**EXERCISE DESCRIPTION:** Repeat, without any change, the entries presented below.

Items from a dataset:
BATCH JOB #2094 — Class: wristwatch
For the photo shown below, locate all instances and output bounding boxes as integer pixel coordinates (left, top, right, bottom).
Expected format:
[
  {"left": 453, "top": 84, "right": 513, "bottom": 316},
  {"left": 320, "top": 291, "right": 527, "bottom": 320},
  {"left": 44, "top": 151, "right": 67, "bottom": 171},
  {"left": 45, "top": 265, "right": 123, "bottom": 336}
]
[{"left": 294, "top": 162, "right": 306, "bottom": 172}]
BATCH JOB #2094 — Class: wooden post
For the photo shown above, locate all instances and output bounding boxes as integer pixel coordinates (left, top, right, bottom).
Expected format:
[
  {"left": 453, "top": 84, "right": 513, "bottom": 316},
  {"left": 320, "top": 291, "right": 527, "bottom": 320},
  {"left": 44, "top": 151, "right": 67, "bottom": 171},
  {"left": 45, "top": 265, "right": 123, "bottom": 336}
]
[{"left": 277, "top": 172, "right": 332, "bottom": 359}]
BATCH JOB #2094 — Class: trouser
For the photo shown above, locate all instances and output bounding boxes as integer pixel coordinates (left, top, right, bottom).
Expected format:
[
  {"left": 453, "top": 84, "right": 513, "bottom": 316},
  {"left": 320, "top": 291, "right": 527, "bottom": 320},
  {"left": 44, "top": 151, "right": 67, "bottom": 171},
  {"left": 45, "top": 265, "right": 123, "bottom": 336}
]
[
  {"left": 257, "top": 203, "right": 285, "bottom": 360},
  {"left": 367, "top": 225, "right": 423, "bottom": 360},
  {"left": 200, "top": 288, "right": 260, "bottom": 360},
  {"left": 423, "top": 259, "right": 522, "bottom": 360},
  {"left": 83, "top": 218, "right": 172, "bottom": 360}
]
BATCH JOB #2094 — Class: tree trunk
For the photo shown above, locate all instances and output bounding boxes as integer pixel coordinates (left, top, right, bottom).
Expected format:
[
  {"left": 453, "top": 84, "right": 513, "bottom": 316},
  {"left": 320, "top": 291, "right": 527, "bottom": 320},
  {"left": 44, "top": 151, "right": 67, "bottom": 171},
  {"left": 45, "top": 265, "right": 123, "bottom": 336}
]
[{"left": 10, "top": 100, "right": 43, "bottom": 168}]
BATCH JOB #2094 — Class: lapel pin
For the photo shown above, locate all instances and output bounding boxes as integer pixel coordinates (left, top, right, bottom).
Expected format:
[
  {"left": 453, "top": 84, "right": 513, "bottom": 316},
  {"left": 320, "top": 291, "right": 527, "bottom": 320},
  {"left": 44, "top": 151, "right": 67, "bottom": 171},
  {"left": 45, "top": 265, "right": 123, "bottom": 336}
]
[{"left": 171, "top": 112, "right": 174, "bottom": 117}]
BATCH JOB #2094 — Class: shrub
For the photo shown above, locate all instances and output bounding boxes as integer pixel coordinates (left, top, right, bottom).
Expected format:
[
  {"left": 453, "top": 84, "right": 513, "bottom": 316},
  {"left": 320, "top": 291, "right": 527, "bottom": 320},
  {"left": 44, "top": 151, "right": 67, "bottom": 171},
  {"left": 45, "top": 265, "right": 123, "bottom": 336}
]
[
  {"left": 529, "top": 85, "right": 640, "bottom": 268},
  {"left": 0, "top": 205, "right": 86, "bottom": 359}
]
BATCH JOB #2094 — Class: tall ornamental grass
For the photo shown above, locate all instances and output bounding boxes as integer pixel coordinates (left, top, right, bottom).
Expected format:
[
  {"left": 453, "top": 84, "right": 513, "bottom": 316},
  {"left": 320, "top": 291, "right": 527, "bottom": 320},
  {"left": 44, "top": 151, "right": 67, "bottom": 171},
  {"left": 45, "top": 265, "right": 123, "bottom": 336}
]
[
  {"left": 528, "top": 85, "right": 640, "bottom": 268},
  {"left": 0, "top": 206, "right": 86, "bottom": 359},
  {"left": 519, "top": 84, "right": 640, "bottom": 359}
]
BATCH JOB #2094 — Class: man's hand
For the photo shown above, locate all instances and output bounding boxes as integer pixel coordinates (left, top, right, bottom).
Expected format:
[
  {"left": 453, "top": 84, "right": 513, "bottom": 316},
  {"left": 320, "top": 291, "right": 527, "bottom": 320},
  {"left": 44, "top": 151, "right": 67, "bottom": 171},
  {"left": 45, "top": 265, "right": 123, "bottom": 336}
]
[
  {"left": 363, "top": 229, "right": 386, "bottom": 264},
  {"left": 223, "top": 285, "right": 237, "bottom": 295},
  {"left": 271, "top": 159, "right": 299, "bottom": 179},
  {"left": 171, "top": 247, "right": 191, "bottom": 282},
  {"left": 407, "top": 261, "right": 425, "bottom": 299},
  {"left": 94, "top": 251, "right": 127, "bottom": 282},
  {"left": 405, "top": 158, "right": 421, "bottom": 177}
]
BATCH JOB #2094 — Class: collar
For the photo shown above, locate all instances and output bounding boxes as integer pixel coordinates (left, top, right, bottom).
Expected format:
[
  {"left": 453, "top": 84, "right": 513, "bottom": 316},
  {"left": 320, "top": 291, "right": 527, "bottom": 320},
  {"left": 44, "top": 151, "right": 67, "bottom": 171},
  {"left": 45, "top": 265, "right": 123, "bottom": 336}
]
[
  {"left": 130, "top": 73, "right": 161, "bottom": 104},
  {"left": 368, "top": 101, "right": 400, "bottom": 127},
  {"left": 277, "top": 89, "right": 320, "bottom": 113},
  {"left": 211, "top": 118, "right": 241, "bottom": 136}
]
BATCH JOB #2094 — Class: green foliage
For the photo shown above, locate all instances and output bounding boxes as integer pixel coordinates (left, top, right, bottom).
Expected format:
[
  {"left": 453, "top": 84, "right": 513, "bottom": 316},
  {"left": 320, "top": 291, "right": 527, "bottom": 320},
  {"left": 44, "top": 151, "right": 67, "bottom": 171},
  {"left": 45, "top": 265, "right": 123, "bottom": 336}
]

**EXPECTED ANSWER:**
BATCH JOB #2094 — Class: wristwatch
For the photo shown below, locate all instances and output bounding boxes as integer pixel coordinates (left, top, right, bottom).
Expected format:
[
  {"left": 453, "top": 84, "right": 513, "bottom": 316},
  {"left": 320, "top": 291, "right": 527, "bottom": 320},
  {"left": 44, "top": 151, "right": 67, "bottom": 171},
  {"left": 45, "top": 265, "right": 123, "bottom": 336}
]
[{"left": 294, "top": 162, "right": 306, "bottom": 172}]
BATCH JOB #2094 — Class: wooden post
For the photo shown above, locate all instances and output bounding boxes as integer pixel coordinates (left, top, right, bottom).
Expected format:
[
  {"left": 453, "top": 84, "right": 513, "bottom": 316},
  {"left": 320, "top": 291, "right": 527, "bottom": 320},
  {"left": 44, "top": 151, "right": 67, "bottom": 171},
  {"left": 45, "top": 265, "right": 123, "bottom": 336}
]
[{"left": 277, "top": 172, "right": 332, "bottom": 359}]
BATCH JOB #2094 — Class: trouser
For the photo shown above, locate all instances and output bounding boxes as integer pixel coordinates (left, top, right, bottom).
Expected format:
[
  {"left": 453, "top": 84, "right": 513, "bottom": 316},
  {"left": 320, "top": 291, "right": 527, "bottom": 320},
  {"left": 44, "top": 151, "right": 67, "bottom": 171},
  {"left": 45, "top": 265, "right": 123, "bottom": 336}
]
[
  {"left": 257, "top": 203, "right": 285, "bottom": 360},
  {"left": 367, "top": 225, "right": 423, "bottom": 360},
  {"left": 200, "top": 288, "right": 260, "bottom": 360},
  {"left": 423, "top": 259, "right": 522, "bottom": 360},
  {"left": 83, "top": 218, "right": 172, "bottom": 360}
]
BATCH JOB #2094 — Class: tree trunk
For the photo shown above, locate all instances and output bounding boxes as integer pixel coordinates (left, top, right, bottom).
Expected format:
[
  {"left": 453, "top": 84, "right": 513, "bottom": 316},
  {"left": 320, "top": 291, "right": 527, "bottom": 320},
  {"left": 44, "top": 151, "right": 67, "bottom": 171},
  {"left": 45, "top": 265, "right": 123, "bottom": 336}
]
[{"left": 10, "top": 100, "right": 43, "bottom": 168}]
BATCH JOB #2094 — Class: lapel pin
For the photo shown above, locate all instances and output bounding boxes as integer pixel coordinates (left, top, right, bottom).
Expected format:
[
  {"left": 453, "top": 84, "right": 513, "bottom": 316},
  {"left": 320, "top": 291, "right": 527, "bottom": 320},
  {"left": 44, "top": 151, "right": 67, "bottom": 171},
  {"left": 45, "top": 265, "right": 123, "bottom": 336}
]
[{"left": 171, "top": 112, "right": 174, "bottom": 117}]
BATCH JOB #2094 — Class: shrub
For the photo shown above, locate all instances and output bounding boxes as integer pixel coordinates (left, top, right, bottom).
Expected format:
[
  {"left": 453, "top": 84, "right": 513, "bottom": 316},
  {"left": 320, "top": 291, "right": 527, "bottom": 320},
  {"left": 44, "top": 151, "right": 67, "bottom": 171},
  {"left": 45, "top": 265, "right": 123, "bottom": 336}
]
[
  {"left": 529, "top": 85, "right": 640, "bottom": 268},
  {"left": 0, "top": 205, "right": 86, "bottom": 359}
]
BATCH JOB #2094 — Class: tall ornamental grass
For the photo shown above, locate all instances and output bounding boxes as integer pixel coordinates (left, top, right, bottom).
Expected format:
[
  {"left": 453, "top": 84, "right": 513, "bottom": 316},
  {"left": 320, "top": 291, "right": 527, "bottom": 320},
  {"left": 44, "top": 151, "right": 67, "bottom": 171},
  {"left": 45, "top": 265, "right": 123, "bottom": 336}
]
[
  {"left": 528, "top": 85, "right": 640, "bottom": 268},
  {"left": 0, "top": 206, "right": 86, "bottom": 359},
  {"left": 519, "top": 84, "right": 640, "bottom": 359}
]
BATCH JOB #2094 — Class: man's hand
For the photo shown above, locate all instances and output bounding boxes as integer pixel coordinates (left, top, right, bottom).
Expected format:
[
  {"left": 453, "top": 84, "right": 513, "bottom": 316},
  {"left": 320, "top": 291, "right": 527, "bottom": 320},
  {"left": 44, "top": 151, "right": 67, "bottom": 171},
  {"left": 45, "top": 265, "right": 123, "bottom": 336}
]
[
  {"left": 363, "top": 229, "right": 386, "bottom": 264},
  {"left": 223, "top": 285, "right": 237, "bottom": 295},
  {"left": 271, "top": 159, "right": 299, "bottom": 179},
  {"left": 171, "top": 247, "right": 191, "bottom": 282},
  {"left": 407, "top": 261, "right": 425, "bottom": 299},
  {"left": 94, "top": 251, "right": 127, "bottom": 282},
  {"left": 405, "top": 158, "right": 421, "bottom": 177}
]
BATCH JOB #2094 — Class: collar
For the photo shown above, locate all instances and output bounding boxes as integer pixel coordinates (left, top, right, bottom).
Expected format:
[
  {"left": 453, "top": 84, "right": 513, "bottom": 316},
  {"left": 320, "top": 291, "right": 527, "bottom": 320},
  {"left": 44, "top": 151, "right": 67, "bottom": 171},
  {"left": 45, "top": 265, "right": 123, "bottom": 336}
]
[
  {"left": 130, "top": 73, "right": 161, "bottom": 104},
  {"left": 368, "top": 101, "right": 400, "bottom": 127},
  {"left": 277, "top": 89, "right": 320, "bottom": 113},
  {"left": 211, "top": 118, "right": 241, "bottom": 136}
]
BATCH JOB #2094 — Class: green foliage
For the photo shown above, locate all instances and output bounding boxes as integer pixel coordinates (left, top, right, bottom).
Expected format:
[
  {"left": 453, "top": 84, "right": 513, "bottom": 316},
  {"left": 320, "top": 291, "right": 527, "bottom": 320},
  {"left": 44, "top": 151, "right": 67, "bottom": 171},
  {"left": 45, "top": 265, "right": 123, "bottom": 336}
]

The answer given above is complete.